_Dataset entries_
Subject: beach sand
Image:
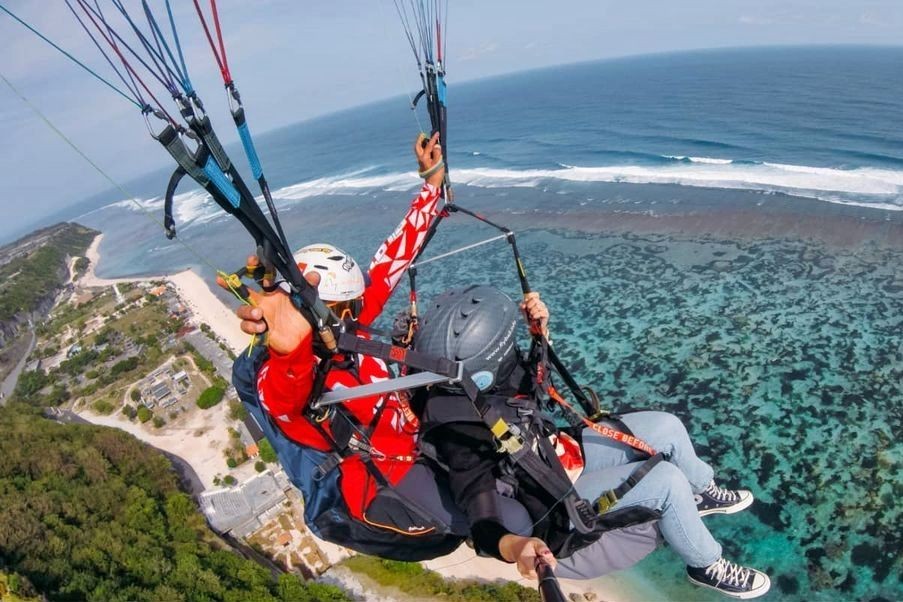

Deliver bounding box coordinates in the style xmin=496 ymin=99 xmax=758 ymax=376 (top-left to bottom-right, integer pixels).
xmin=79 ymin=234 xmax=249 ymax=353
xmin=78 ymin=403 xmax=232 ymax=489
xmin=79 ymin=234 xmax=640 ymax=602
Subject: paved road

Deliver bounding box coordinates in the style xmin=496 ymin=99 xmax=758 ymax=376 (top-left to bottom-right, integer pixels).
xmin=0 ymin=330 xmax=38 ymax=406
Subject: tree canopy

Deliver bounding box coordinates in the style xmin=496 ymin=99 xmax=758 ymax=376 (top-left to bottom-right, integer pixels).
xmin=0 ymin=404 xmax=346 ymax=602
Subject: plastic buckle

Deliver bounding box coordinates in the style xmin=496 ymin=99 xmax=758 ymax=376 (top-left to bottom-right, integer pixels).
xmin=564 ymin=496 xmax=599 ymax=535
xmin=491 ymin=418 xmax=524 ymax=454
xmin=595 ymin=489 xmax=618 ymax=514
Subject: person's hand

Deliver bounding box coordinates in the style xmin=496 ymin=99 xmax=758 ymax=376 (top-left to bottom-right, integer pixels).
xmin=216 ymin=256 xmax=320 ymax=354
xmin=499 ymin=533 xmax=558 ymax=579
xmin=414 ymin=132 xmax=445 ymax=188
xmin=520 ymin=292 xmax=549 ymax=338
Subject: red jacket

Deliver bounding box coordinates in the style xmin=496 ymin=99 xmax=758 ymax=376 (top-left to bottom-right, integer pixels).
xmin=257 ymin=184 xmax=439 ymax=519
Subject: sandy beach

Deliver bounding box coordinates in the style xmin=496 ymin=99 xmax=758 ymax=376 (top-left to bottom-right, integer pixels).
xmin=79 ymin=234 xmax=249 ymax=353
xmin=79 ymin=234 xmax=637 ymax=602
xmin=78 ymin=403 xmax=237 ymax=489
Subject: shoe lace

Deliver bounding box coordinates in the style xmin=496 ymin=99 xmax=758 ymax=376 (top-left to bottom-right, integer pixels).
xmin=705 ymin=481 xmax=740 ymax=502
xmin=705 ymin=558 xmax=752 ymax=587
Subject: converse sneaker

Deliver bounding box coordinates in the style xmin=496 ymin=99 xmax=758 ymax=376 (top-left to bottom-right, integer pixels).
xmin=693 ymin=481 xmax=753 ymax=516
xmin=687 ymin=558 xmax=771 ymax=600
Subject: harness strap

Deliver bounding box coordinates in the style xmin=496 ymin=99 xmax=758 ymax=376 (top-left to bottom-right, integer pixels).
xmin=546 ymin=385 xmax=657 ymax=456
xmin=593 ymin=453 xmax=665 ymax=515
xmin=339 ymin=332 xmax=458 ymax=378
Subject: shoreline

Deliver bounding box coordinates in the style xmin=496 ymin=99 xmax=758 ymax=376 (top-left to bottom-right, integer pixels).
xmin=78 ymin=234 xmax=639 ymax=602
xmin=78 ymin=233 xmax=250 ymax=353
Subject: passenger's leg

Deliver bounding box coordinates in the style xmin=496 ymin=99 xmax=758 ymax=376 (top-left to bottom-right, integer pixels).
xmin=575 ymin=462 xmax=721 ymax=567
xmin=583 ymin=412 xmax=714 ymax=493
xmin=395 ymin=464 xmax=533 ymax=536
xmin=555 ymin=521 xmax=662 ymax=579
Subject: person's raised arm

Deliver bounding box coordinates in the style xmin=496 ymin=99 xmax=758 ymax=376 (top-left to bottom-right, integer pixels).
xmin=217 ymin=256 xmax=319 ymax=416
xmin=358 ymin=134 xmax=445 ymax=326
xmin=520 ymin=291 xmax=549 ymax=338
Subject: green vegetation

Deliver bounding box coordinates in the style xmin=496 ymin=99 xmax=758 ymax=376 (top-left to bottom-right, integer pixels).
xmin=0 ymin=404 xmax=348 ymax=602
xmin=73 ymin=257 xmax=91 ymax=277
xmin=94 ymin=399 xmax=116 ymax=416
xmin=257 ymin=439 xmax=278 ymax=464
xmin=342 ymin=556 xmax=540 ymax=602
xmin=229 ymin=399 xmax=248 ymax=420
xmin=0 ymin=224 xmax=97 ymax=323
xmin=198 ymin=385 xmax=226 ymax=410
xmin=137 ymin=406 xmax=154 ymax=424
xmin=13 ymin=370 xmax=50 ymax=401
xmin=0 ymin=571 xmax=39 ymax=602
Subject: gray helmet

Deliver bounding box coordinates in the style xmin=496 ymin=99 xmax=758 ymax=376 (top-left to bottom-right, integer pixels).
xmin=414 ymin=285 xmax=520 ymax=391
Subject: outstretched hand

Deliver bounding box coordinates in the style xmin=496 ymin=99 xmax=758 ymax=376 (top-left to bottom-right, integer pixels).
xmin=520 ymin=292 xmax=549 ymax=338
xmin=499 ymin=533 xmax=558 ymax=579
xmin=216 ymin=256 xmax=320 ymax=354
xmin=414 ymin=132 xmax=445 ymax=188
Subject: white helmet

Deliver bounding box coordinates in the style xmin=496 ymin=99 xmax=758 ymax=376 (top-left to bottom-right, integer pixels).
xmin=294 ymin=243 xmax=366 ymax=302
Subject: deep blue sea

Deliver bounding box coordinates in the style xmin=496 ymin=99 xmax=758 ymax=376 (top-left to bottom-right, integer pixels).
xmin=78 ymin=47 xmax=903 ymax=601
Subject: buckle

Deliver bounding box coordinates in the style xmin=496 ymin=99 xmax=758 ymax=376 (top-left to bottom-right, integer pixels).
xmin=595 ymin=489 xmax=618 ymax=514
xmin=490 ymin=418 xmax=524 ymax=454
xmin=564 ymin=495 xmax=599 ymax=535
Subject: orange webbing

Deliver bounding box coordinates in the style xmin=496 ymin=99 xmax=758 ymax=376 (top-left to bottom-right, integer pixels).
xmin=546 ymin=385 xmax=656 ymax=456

_Task instructions_
Render as a numbered list the lines of the items above from the line containing "Subject: orange webbing" through the end of the items, omitting blank lines.

_Response_
1. Subject: orange webbing
2. Deliver bounding box coordinates in the style xmin=496 ymin=99 xmax=758 ymax=376 (top-left to bottom-right, integer pixels).
3. xmin=546 ymin=385 xmax=656 ymax=456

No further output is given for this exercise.